--- START OF MATERIALS PROVIDED ---

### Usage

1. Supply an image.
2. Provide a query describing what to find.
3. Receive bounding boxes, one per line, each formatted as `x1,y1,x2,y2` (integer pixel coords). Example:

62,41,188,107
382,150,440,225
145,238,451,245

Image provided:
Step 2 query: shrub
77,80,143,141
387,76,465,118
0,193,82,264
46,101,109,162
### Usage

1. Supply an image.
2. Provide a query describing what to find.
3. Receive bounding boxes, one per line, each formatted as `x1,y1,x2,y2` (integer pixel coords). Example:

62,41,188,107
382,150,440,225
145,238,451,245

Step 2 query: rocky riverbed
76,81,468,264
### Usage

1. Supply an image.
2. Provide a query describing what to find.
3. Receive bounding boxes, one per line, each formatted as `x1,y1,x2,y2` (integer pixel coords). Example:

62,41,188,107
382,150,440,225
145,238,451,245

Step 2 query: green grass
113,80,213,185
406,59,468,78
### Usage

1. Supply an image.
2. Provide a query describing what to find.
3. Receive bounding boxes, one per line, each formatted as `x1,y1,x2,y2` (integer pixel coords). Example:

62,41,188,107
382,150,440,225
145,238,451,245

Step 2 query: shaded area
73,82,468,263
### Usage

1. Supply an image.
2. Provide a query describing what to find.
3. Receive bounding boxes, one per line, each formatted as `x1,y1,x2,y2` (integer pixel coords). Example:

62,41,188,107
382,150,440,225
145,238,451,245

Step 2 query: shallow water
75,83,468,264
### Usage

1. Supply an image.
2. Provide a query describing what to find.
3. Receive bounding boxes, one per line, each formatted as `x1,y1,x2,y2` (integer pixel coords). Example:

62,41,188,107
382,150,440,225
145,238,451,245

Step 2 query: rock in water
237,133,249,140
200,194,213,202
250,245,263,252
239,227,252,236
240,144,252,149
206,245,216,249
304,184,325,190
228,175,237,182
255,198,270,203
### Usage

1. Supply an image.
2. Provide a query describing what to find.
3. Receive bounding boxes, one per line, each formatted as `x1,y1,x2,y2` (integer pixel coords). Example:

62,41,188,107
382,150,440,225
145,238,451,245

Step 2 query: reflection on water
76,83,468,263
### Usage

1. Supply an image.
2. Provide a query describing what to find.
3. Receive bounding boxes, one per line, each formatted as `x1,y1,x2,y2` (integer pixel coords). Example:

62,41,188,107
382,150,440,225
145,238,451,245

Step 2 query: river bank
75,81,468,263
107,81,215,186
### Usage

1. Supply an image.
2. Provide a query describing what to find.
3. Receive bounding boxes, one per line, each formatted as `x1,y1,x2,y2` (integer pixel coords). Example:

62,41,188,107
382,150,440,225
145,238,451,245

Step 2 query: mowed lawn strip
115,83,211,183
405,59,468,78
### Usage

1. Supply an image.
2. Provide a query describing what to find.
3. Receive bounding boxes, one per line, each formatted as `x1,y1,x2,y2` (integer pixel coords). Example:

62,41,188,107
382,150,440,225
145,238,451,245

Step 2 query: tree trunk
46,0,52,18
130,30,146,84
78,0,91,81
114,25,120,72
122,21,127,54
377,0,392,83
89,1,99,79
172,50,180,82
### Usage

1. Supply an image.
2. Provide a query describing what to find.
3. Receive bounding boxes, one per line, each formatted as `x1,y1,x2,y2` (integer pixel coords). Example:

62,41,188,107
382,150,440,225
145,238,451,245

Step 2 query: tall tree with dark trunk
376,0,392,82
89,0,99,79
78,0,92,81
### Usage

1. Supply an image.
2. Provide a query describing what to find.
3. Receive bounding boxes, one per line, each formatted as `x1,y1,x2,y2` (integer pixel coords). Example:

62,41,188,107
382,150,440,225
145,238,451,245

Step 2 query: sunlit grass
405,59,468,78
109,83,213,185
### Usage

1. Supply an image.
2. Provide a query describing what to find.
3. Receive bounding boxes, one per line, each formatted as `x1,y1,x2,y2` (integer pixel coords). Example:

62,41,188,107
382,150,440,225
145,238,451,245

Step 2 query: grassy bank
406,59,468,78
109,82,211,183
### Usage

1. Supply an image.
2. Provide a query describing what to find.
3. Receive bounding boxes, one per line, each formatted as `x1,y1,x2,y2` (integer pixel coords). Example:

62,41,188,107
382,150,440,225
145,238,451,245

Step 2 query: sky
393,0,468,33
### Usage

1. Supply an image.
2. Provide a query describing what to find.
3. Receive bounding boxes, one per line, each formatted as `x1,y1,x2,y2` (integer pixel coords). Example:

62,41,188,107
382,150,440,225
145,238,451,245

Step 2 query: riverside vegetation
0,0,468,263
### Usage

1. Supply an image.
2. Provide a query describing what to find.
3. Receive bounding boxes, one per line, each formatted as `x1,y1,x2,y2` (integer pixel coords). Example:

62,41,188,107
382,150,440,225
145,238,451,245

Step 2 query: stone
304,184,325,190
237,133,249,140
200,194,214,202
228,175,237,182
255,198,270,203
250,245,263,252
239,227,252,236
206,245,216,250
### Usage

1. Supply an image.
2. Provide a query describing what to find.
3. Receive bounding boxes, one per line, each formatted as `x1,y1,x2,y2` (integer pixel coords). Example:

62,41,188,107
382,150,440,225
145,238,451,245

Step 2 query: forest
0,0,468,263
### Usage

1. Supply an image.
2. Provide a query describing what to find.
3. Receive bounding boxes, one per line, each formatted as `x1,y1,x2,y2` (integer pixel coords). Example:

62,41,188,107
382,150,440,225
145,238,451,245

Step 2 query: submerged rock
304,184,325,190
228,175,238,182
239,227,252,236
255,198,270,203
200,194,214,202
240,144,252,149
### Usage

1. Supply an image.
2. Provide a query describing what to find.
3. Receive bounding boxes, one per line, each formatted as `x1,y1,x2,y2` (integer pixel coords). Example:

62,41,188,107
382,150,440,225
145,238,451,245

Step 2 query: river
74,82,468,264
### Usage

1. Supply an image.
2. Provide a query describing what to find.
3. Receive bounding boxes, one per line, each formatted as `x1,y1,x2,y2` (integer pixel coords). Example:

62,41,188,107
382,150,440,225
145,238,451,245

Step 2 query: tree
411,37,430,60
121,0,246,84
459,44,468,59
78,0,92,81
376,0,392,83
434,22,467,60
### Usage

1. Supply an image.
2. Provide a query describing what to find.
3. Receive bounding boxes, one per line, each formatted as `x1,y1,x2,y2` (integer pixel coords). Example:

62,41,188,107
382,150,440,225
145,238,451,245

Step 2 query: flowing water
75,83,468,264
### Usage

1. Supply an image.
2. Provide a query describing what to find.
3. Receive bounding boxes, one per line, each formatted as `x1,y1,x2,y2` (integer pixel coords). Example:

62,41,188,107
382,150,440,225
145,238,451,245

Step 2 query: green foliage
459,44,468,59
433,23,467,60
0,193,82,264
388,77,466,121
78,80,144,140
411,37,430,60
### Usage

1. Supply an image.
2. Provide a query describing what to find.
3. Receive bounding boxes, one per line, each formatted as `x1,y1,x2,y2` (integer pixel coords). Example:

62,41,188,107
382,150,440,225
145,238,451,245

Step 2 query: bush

--- END OF MATERIALS PROVIDED ---

Can you retype the stretch from the very first line through the line containing "73,82,468,263", both included, character for character?

### Usage

1. Supply an image.
2. Provide a query describing what to find.
3. Receive bounding boxes, one per line, each formatted as `x1,y1,x2,y2` (integer pixel coords). Example:

62,41,188,107
382,150,440,225
145,238,451,245

Image provided:
Step 2 query: shrub
77,80,143,141
387,76,465,118
0,193,82,264
46,101,109,162
### Usage

1. Supply an image.
2. Provide a query describing what to find.
3. Receive bounding boxes, one per line, each formatted as `x1,y1,x2,y2` (integer pixel coords). Example:

62,41,188,107
382,150,440,225
145,238,451,245

Step 2 query: rocky riverbed
76,81,468,264
### Usage

1. Supply an image.
2. Provide a query describing what to find.
3. Receive bounding boxes, one per line, each formatted as `x1,y1,x2,y2` (integer pixel coords). Example:

62,41,188,107
382,150,440,225
145,238,451,245

Step 2 query: green grass
113,80,213,185
406,59,468,78
### Usage

1. Supply an image.
2. Provide a query describing what to find.
3. Receive bounding boxes, one per line, each formatted as `x1,y1,x2,y2` (integer pixel coords). Example:

62,41,188,107
382,150,440,225
145,238,451,245

Step 2 query: shaded area
73,82,468,263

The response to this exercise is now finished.